Copy out each line of the records below word for word, leaving out the pictures.
--- Start of Exercise inputs ---
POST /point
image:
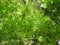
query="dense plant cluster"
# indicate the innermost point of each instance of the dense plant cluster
(29, 22)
--- End of Exercise inputs ---
Result below>
POST /point
image:
query="dense plant cluster"
# indicate the innermost point of each instance of the dense plant cluster
(29, 22)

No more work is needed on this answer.